Work item:
Please resume the film review after its final sentence, keeping the same voice.
START Text
Production designer Naomi Shohan and her team do a brilliant job of creating an abandoned New York in assiduous detail, from the rank weeds overgrowing the sidewalks to the rooftops of skyscrapers still sealed off with quarantine plastic. Tidy urban parks have grown into unruly fields, and lions (presumably from the Bronx Zoo) prowl the avenues. It’s a vision of nature reclaiming its place that recalls the Sara Teasdale poem There Will Come Soft Rains. The picture was shot on location and these scenes are not without their amusing moments — like when we see a Broadway where current hits Wicked and Hairspray were apparently still playing in 2009, the year the virus hit.
Smith’s Neville moves through this wasteland in a pretence of normality, “renting” videos from a local store, talking to his mannequins, feeding and bathing his dog, Samantha, as if she were a beloved child. He’s far more convincing in the role than the swaggering, insufferable Heston, and more compelling than the likable but wussy Price. Smith’s hero may have a soldier’s buff body and honed reflexes, and he may be a scientist who made it to the cover of Time, but he’s also gratifyingly human. He clings pathetically to illusions, he weeps, he even whimpers in fear — when was the last time a movie hero did that? Smith — who can act when he chooses — too often skates by on his natural screen charm. Here, he really works at sculpting a genuine character you can actually feel for, and not just laugh along with.
The intelligent screenplay by Mark Protosevich and Akiva Goldsman is a bonus. It draws heavily on The Omega Man, but where that film used the story for a hippie-era debate on civilization and its follies, here we get the current dispute between God and science, faith and reason. And unlike the Heston film — a cult classic, perhaps, but now painfully cheesy — there’s no embarrassing attempt to be hip and sexy. When this last man on Earth discovers he has a young female counterpart (Alice Braga), he doesn’t jump her bones. Rather, Smith is like Robinson Crusoe coming upon Friday’s footprint in the sand. In a beautifully played scene, we see how emotionally shattering such a revelation would be to a man who had all but given up hope, having become convinced he was alone.
END Text
START Data listing
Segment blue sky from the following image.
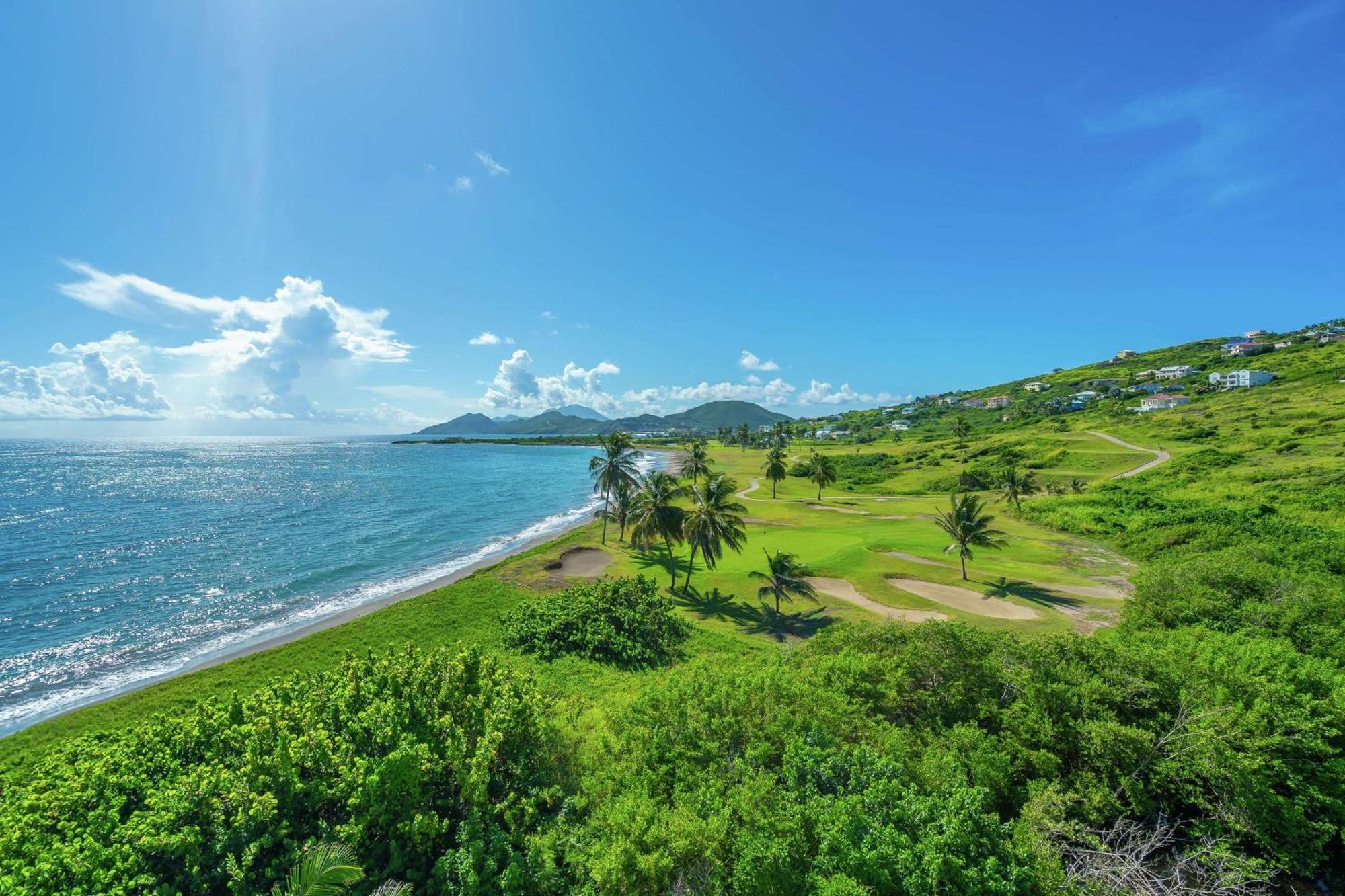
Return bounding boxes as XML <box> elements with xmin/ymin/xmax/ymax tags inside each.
<box><xmin>0</xmin><ymin>0</ymin><xmax>1345</xmax><ymax>434</ymax></box>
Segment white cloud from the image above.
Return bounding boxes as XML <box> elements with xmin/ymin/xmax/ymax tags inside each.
<box><xmin>738</xmin><ymin>348</ymin><xmax>780</xmax><ymax>370</ymax></box>
<box><xmin>799</xmin><ymin>379</ymin><xmax>894</xmax><ymax>405</ymax></box>
<box><xmin>0</xmin><ymin>332</ymin><xmax>172</xmax><ymax>419</ymax></box>
<box><xmin>43</xmin><ymin>262</ymin><xmax>412</xmax><ymax>422</ymax></box>
<box><xmin>479</xmin><ymin>348</ymin><xmax>621</xmax><ymax>413</ymax></box>
<box><xmin>476</xmin><ymin>152</ymin><xmax>510</xmax><ymax>177</ymax></box>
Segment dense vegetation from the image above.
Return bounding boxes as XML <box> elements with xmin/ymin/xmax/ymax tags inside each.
<box><xmin>504</xmin><ymin>576</ymin><xmax>691</xmax><ymax>667</ymax></box>
<box><xmin>0</xmin><ymin>649</ymin><xmax>561</xmax><ymax>895</ymax></box>
<box><xmin>0</xmin><ymin>324</ymin><xmax>1345</xmax><ymax>896</ymax></box>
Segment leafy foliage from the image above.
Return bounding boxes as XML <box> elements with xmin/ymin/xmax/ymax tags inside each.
<box><xmin>504</xmin><ymin>576</ymin><xmax>691</xmax><ymax>667</ymax></box>
<box><xmin>0</xmin><ymin>649</ymin><xmax>560</xmax><ymax>895</ymax></box>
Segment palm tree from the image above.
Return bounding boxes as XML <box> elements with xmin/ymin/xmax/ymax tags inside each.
<box><xmin>631</xmin><ymin>470</ymin><xmax>686</xmax><ymax>588</ymax></box>
<box><xmin>763</xmin><ymin>445</ymin><xmax>790</xmax><ymax>498</ymax></box>
<box><xmin>748</xmin><ymin>549</ymin><xmax>818</xmax><ymax>616</ymax></box>
<box><xmin>999</xmin><ymin>464</ymin><xmax>1037</xmax><ymax>517</ymax></box>
<box><xmin>808</xmin><ymin>451</ymin><xmax>839</xmax><ymax>501</ymax></box>
<box><xmin>682</xmin><ymin>474</ymin><xmax>746</xmax><ymax>594</ymax></box>
<box><xmin>270</xmin><ymin>844</ymin><xmax>412</xmax><ymax>896</ymax></box>
<box><xmin>935</xmin><ymin>493</ymin><xmax>1003</xmax><ymax>581</ymax></box>
<box><xmin>678</xmin><ymin>438</ymin><xmax>714</xmax><ymax>489</ymax></box>
<box><xmin>593</xmin><ymin>483</ymin><xmax>635</xmax><ymax>541</ymax></box>
<box><xmin>589</xmin><ymin>430</ymin><xmax>640</xmax><ymax>545</ymax></box>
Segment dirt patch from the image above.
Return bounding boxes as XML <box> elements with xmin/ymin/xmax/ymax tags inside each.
<box><xmin>888</xmin><ymin>579</ymin><xmax>1037</xmax><ymax>619</ymax></box>
<box><xmin>546</xmin><ymin>548</ymin><xmax>612</xmax><ymax>579</ymax></box>
<box><xmin>808</xmin><ymin>576</ymin><xmax>948</xmax><ymax>622</ymax></box>
<box><xmin>807</xmin><ymin>505</ymin><xmax>869</xmax><ymax>517</ymax></box>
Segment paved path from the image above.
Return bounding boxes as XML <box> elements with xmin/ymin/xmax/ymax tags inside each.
<box><xmin>1088</xmin><ymin>429</ymin><xmax>1173</xmax><ymax>479</ymax></box>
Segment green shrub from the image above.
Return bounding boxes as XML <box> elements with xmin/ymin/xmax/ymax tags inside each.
<box><xmin>0</xmin><ymin>649</ymin><xmax>558</xmax><ymax>895</ymax></box>
<box><xmin>504</xmin><ymin>576</ymin><xmax>691</xmax><ymax>667</ymax></box>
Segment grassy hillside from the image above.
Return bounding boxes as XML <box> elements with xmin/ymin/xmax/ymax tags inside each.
<box><xmin>0</xmin><ymin>329</ymin><xmax>1345</xmax><ymax>893</ymax></box>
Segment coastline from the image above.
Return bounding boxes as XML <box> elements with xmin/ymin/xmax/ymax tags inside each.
<box><xmin>0</xmin><ymin>448</ymin><xmax>678</xmax><ymax>743</ymax></box>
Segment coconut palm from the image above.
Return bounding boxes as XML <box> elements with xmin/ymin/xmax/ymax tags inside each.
<box><xmin>748</xmin><ymin>551</ymin><xmax>818</xmax><ymax>615</ymax></box>
<box><xmin>682</xmin><ymin>474</ymin><xmax>746</xmax><ymax>592</ymax></box>
<box><xmin>808</xmin><ymin>451</ymin><xmax>839</xmax><ymax>501</ymax></box>
<box><xmin>589</xmin><ymin>430</ymin><xmax>640</xmax><ymax>545</ymax></box>
<box><xmin>270</xmin><ymin>844</ymin><xmax>412</xmax><ymax>896</ymax></box>
<box><xmin>935</xmin><ymin>493</ymin><xmax>1003</xmax><ymax>581</ymax></box>
<box><xmin>631</xmin><ymin>470</ymin><xmax>686</xmax><ymax>588</ymax></box>
<box><xmin>763</xmin><ymin>445</ymin><xmax>790</xmax><ymax>498</ymax></box>
<box><xmin>593</xmin><ymin>483</ymin><xmax>635</xmax><ymax>541</ymax></box>
<box><xmin>998</xmin><ymin>464</ymin><xmax>1038</xmax><ymax>517</ymax></box>
<box><xmin>678</xmin><ymin>438</ymin><xmax>714</xmax><ymax>489</ymax></box>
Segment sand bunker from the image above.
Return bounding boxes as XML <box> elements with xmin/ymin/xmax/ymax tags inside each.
<box><xmin>546</xmin><ymin>548</ymin><xmax>612</xmax><ymax>579</ymax></box>
<box><xmin>882</xmin><ymin>551</ymin><xmax>955</xmax><ymax>569</ymax></box>
<box><xmin>808</xmin><ymin>576</ymin><xmax>947</xmax><ymax>622</ymax></box>
<box><xmin>888</xmin><ymin>579</ymin><xmax>1037</xmax><ymax>619</ymax></box>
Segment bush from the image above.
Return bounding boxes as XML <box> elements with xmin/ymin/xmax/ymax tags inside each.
<box><xmin>0</xmin><ymin>649</ymin><xmax>560</xmax><ymax>895</ymax></box>
<box><xmin>504</xmin><ymin>576</ymin><xmax>691</xmax><ymax>667</ymax></box>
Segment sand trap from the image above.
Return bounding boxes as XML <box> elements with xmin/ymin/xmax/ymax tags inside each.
<box><xmin>808</xmin><ymin>576</ymin><xmax>947</xmax><ymax>622</ymax></box>
<box><xmin>888</xmin><ymin>579</ymin><xmax>1037</xmax><ymax>619</ymax></box>
<box><xmin>808</xmin><ymin>505</ymin><xmax>869</xmax><ymax>517</ymax></box>
<box><xmin>546</xmin><ymin>548</ymin><xmax>612</xmax><ymax>579</ymax></box>
<box><xmin>882</xmin><ymin>551</ymin><xmax>955</xmax><ymax>569</ymax></box>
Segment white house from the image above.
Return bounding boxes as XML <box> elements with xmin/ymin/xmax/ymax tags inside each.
<box><xmin>1154</xmin><ymin>364</ymin><xmax>1196</xmax><ymax>379</ymax></box>
<box><xmin>1139</xmin><ymin>391</ymin><xmax>1190</xmax><ymax>411</ymax></box>
<box><xmin>1209</xmin><ymin>370</ymin><xmax>1275</xmax><ymax>389</ymax></box>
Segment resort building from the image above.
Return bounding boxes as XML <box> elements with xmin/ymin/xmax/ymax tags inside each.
<box><xmin>1139</xmin><ymin>391</ymin><xmax>1190</xmax><ymax>411</ymax></box>
<box><xmin>1209</xmin><ymin>370</ymin><xmax>1275</xmax><ymax>389</ymax></box>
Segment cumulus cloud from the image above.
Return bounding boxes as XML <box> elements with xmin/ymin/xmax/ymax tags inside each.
<box><xmin>476</xmin><ymin>152</ymin><xmax>510</xmax><ymax>177</ymax></box>
<box><xmin>467</xmin><ymin>329</ymin><xmax>514</xmax><ymax>345</ymax></box>
<box><xmin>799</xmin><ymin>379</ymin><xmax>894</xmax><ymax>405</ymax></box>
<box><xmin>738</xmin><ymin>348</ymin><xmax>780</xmax><ymax>370</ymax></box>
<box><xmin>0</xmin><ymin>332</ymin><xmax>172</xmax><ymax>419</ymax></box>
<box><xmin>43</xmin><ymin>262</ymin><xmax>412</xmax><ymax>422</ymax></box>
<box><xmin>480</xmin><ymin>348</ymin><xmax>621</xmax><ymax>413</ymax></box>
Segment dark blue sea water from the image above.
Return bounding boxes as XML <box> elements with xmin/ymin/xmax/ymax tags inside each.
<box><xmin>0</xmin><ymin>437</ymin><xmax>619</xmax><ymax>733</ymax></box>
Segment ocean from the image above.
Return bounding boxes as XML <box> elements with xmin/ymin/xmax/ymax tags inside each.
<box><xmin>0</xmin><ymin>437</ymin><xmax>619</xmax><ymax>735</ymax></box>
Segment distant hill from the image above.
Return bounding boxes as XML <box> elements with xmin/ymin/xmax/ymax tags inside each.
<box><xmin>663</xmin><ymin>401</ymin><xmax>792</xmax><ymax>429</ymax></box>
<box><xmin>546</xmin><ymin>405</ymin><xmax>611</xmax><ymax>419</ymax></box>
<box><xmin>416</xmin><ymin>401</ymin><xmax>790</xmax><ymax>436</ymax></box>
<box><xmin>416</xmin><ymin>414</ymin><xmax>502</xmax><ymax>436</ymax></box>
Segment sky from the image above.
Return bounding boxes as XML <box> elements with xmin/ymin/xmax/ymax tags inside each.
<box><xmin>0</xmin><ymin>0</ymin><xmax>1345</xmax><ymax>437</ymax></box>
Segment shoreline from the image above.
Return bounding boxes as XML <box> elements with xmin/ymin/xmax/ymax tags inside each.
<box><xmin>0</xmin><ymin>448</ymin><xmax>678</xmax><ymax>743</ymax></box>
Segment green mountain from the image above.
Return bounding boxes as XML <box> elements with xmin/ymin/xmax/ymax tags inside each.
<box><xmin>416</xmin><ymin>401</ymin><xmax>790</xmax><ymax>436</ymax></box>
<box><xmin>663</xmin><ymin>401</ymin><xmax>792</xmax><ymax>430</ymax></box>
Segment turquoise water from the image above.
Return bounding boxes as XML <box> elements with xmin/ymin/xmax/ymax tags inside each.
<box><xmin>0</xmin><ymin>438</ymin><xmax>619</xmax><ymax>733</ymax></box>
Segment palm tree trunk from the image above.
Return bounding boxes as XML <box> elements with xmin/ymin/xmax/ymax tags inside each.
<box><xmin>663</xmin><ymin>536</ymin><xmax>677</xmax><ymax>591</ymax></box>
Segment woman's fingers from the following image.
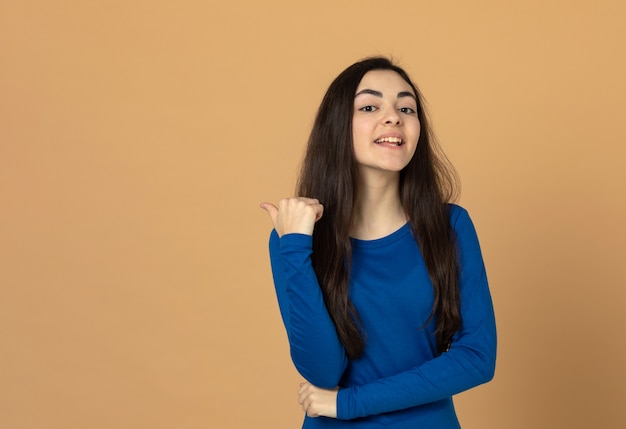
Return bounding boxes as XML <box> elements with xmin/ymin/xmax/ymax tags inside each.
<box><xmin>261</xmin><ymin>197</ymin><xmax>324</xmax><ymax>236</ymax></box>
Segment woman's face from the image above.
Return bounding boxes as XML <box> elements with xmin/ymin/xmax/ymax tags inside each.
<box><xmin>352</xmin><ymin>70</ymin><xmax>420</xmax><ymax>176</ymax></box>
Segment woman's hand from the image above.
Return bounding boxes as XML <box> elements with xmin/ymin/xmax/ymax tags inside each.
<box><xmin>261</xmin><ymin>197</ymin><xmax>324</xmax><ymax>236</ymax></box>
<box><xmin>298</xmin><ymin>383</ymin><xmax>339</xmax><ymax>419</ymax></box>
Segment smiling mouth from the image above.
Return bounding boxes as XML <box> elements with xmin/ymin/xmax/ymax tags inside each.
<box><xmin>374</xmin><ymin>137</ymin><xmax>404</xmax><ymax>146</ymax></box>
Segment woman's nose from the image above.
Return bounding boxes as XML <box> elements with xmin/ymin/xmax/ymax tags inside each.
<box><xmin>384</xmin><ymin>109</ymin><xmax>400</xmax><ymax>125</ymax></box>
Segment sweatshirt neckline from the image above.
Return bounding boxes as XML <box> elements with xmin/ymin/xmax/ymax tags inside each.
<box><xmin>350</xmin><ymin>222</ymin><xmax>411</xmax><ymax>249</ymax></box>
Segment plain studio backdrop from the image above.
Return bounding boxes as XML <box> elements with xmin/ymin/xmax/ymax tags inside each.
<box><xmin>0</xmin><ymin>0</ymin><xmax>626</xmax><ymax>429</ymax></box>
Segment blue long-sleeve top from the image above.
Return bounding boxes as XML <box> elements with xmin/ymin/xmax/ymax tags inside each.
END Data listing
Written answer:
Lawrence, a former music-video maker whose first feature was the 2005 graphic-novel-inspired Constantine, obviously knows how to direct a thriller. There’s a scene early on where a frightened Neville is forced to enter a possible mutant hideout that will have you holding your breath. Unfortunately, the mutants themselves look like they’ve leapt from the pages of a comic book — hairless, howling creatures, they’re preternaturally strong and agile despite the fact they must be starving. Lawrence uses them sparingly, but when they do appear, we’re reminded again of the limits of CGI. Used cleverly, it can alter reality without our noticing it, but too often, it adds a patina of artifice that turns an otherwise authentic-looking film into animated fantasy.
Action fans just looking for kicks will find I Am Legend too sombre and moody, while others may feel that, after 28 Days Later and last year’s powerfully dystopian Children of Men, this film is behind the curve. All the same, this is the best big-screen treatment of Matheson’s novel so far — at least until the post-apocalyptic trend comes round again.
I Am Legend opens across Canada on Dec. 14.
Martin Morrow writes about the arts for CBCNews.ca.